Exercise instructions –
1. Reproduce the book review below word for word, everything from "After initial skepticism, Nita" down to "defines the universe.".
2. Write the next part of the review of The Wizard's Dilemma below, starting right after its last sentence.

═════ Document ═════

The Wizard's Dilemma by Diane Duane
Okay, you might have noticed that I lean heavily towards fantasy...I admit it. Although I really DO read other things, too. In any case, I just finished The Wizard's Dilemma, the fifth book in Duane's Young Wizards series. I was about to say that I enjoyed it, but I'm not sure if that's quite the correct word. I read it because I care about the two young heroes, Nita and Kit, who stumbled across wizardry at about the same time and quickly became partners in the first book, So You Want to Be a Wizard. I say, "stumbled," but that's not exactly the right word either. And as the wizards in this series know, we all need to be careful about how we use our words, seeing as they have the power to define our worlds. Anyway, it felt like stumbling when Nita came across her wizard's manual in the library that day that started it all. Even if the Powers That Be knew what they were doing by placing it in her path.
After initial skepticism, Nita decides that this wizardly career guide might be for real, so she takes the Oath, promising to use her power to serve Life as best she can. She teams up with Kit and the two rookie wizards face their first Ordeal, a contest against the Lone Power with stakes of nothing less than the Book that fully and exquisitely defines the universe.

═════ Information provided ═════

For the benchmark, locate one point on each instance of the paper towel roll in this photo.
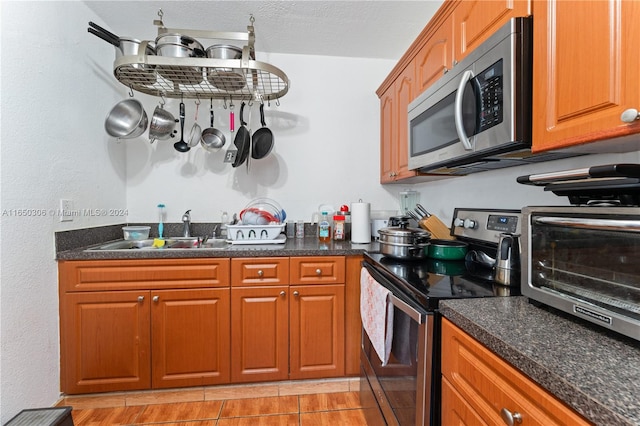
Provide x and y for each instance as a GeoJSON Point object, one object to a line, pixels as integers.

═════

Answers in order –
1.
After initial skepticism, Nita decides that this wizardly career guide might be for real, so she takes the Oath, promising to use her power to serve Life as best she can. She teams up with Kit and the two rookie wizards face their first Ordeal, a contest against the Lone Power with stakes of nothing less than the Book that fully and exquisitely defines the universe.

2.
The subsequent books in the series continue to pit Kit and Nita against the many faces of the Lone Power in the many places and times it attempts to exert its control through fear and death and anger. They explore the depths of the ocean and the extent of their willingness to sacrifice themselves for Life in Deep Wizardry. In High Wizardry, Nita's younger sister Dairine finds her own call to wizardry through a computer software version of the wizard's manual. A huge Star Wars fan, Dairine's Ordeal takes her to the reaches of outer space. Worried that Nita is spending to much time on wizardry, her parents send her to visit her aunt in Ireland in A Wizard Abroad. But the struggle between the forces of Life and those of Death are carried on everywhere, and Nita learns that Ireland's magic lies especially deep.
In all of these books, themes of life and death, truth and deception, evil and redemption underlie the work of wizards. There is a sense of greater purpose that gives the characters and their choices weight, explicit without being preachy. Spells and the use of magic are more complex and scientific-sounding than the "swish and flick" taught at Hogwarts, and wizards always pay a price in the necessary expenditure of energy. Nita and Kit discover the ubiquitous nature of life as they begin to hear the voices of trees and even "nonliving" objects like rocks and cars. The diversity of sentient life in the universe is further portrayed in characters such as a white hole with the hiccups, whales who are the wizards of the seas, a conscious silicon planet, random beings traveling through an extraterrestrial Grand Central Station, and more.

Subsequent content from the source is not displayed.